▸ **QUESTIONS ON THE MATERIAL**
a) Decide whether each statement agrees with the cluster analysis text. Answer yes or no for each, and quote the words from the text that decide it. (i) The UPGMA clustering is to use uncentered correlation as its distance measure. (ii) The data and the analysis tools come from different servers. (iii) The details of the GDS596 experiments are given in Spellman, et.al.
b) Reproduce without changes the stretch of the cluster analysis text from "We will use" through "in Spellman, et.al.".

▸ **SOURCE EXTRACT**

_ _ _ _ _ _ _

Cluster Analysis of Gene Expression Profiles

Purpose:To obtain insight in yeast gene expression during cell cycle using hierarchical clustering methods.

We will use the NCBI GEO server for both data and analysis tools.

Identify cell cycle related genes with the aid of cluster analysis.

  1. Search for dataset GDS124 . Read about the experiment and try to understand the experimental set up. How many time points are available? The details of these experiments are given in Spellman, et.al.
  2. Only a limited number of clustering on this data is available in GEO server. First use UPGMA clustering (under analysis option) of the genes with uncentered correlation as a distance measure. Think about how to decide which genes are cell cycle related by looking at their profiles, before you start the analysis.
  3. Select some of the genes that you identified (using the orange rectangular tool) and plot their profile. How do their expression levels change in time? Do all selected genes behave similarly? Get the profiles of these genes individually (by clicking Get profiles in Entrez-GEO ). Now you have access to the annotations of the selected genes. Do you see some that according to the annotation should be cell-cycle related? Write down the name of these genes.
  4. Look at single linkage clustering as well. How many cell cycle genes can you identify using uncentered correlation distance measure? Why? Do your results improve when you use other distance measures?
  5. Search for other data sets involving cell cycle experiments in yeast as well. Using GEO Profiles in Entrez check if some of the genes you identified above show similar behaviour in other cell cycle experiments.

Expression analysis at the tissue level.

  1. Search for dataset GDS596. Read about the experiment and try to understand the experimental set up. How many tissues/cell lines are tested? The details of these experiments are given in Su, et.al.
  2. Which type of micro array is used here?

_ _ _ _ _ _ _

▸ **EXTRACTED INFORMATION**
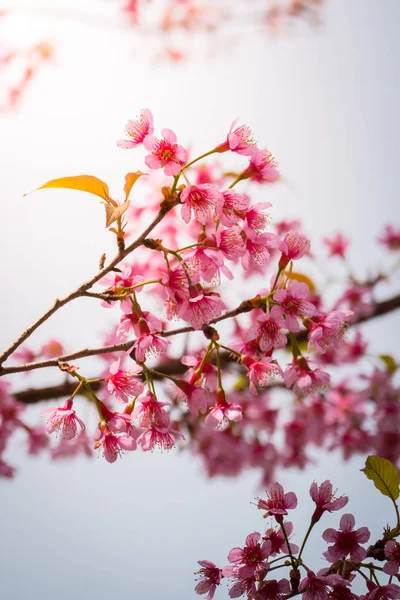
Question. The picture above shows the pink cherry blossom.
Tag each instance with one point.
(392, 552)
(210, 577)
(272, 589)
(260, 372)
(165, 153)
(202, 200)
(137, 129)
(253, 555)
(63, 420)
(328, 330)
(268, 330)
(324, 498)
(390, 238)
(294, 246)
(239, 140)
(124, 383)
(337, 245)
(277, 503)
(277, 539)
(113, 444)
(346, 540)
(262, 167)
(201, 307)
(294, 305)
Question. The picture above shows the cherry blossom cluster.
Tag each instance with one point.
(253, 569)
(198, 274)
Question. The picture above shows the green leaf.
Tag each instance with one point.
(384, 475)
(390, 362)
(130, 180)
(83, 183)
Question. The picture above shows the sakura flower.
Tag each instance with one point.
(165, 153)
(278, 502)
(113, 444)
(277, 539)
(392, 552)
(158, 436)
(253, 555)
(223, 412)
(210, 577)
(390, 238)
(325, 500)
(201, 200)
(337, 245)
(346, 540)
(124, 383)
(137, 130)
(239, 140)
(302, 378)
(63, 420)
(262, 167)
(268, 330)
(316, 586)
(327, 330)
(201, 307)
(195, 396)
(273, 590)
(149, 345)
(260, 372)
(294, 305)
(234, 204)
(294, 246)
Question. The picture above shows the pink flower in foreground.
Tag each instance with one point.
(327, 330)
(210, 577)
(392, 551)
(324, 498)
(294, 305)
(124, 383)
(63, 420)
(390, 238)
(113, 444)
(165, 153)
(202, 200)
(278, 503)
(273, 590)
(316, 586)
(239, 140)
(294, 246)
(337, 245)
(138, 129)
(201, 307)
(268, 330)
(346, 540)
(253, 555)
(262, 167)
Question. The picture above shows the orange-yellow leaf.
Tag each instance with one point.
(83, 183)
(130, 180)
(113, 213)
(301, 278)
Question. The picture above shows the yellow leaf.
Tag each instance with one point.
(130, 180)
(384, 475)
(113, 213)
(303, 279)
(83, 183)
(389, 362)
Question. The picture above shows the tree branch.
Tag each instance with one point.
(171, 367)
(165, 207)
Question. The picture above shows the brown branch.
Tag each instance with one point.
(165, 207)
(171, 367)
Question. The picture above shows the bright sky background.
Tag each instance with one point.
(326, 102)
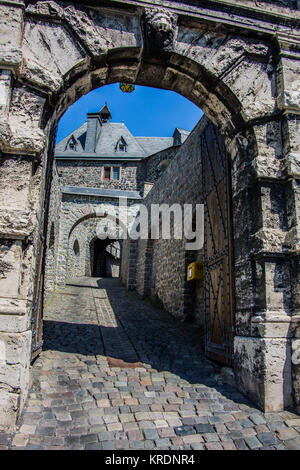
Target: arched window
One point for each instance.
(76, 248)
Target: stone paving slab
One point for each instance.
(118, 373)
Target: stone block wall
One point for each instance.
(156, 164)
(162, 264)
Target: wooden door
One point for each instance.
(37, 311)
(218, 248)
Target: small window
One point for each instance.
(106, 173)
(116, 173)
(121, 145)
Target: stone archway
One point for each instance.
(246, 83)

_ _ _ _ _ _ _

▸ **SET OF ANSWERS**
a)
(i) Yes: "First use UPGMA clustering (under analysis option) of the genes with uncentered correlation as a distance measure."
(ii) No: "We will use the NCBI GEO server for both data and analysis tools."
(iii) No: "The details of these experiments are given in Su, et.al."

b)
We will use the NCBI GEO server for both data and analysis tools.

Identify cell cycle related genes with the aid of cluster analysis.

  1. Search for dataset GDS124 . Read about the experiment and try to understand the experimental set up. How many time points are available? The details of these experiments are given in Spellman, et.al.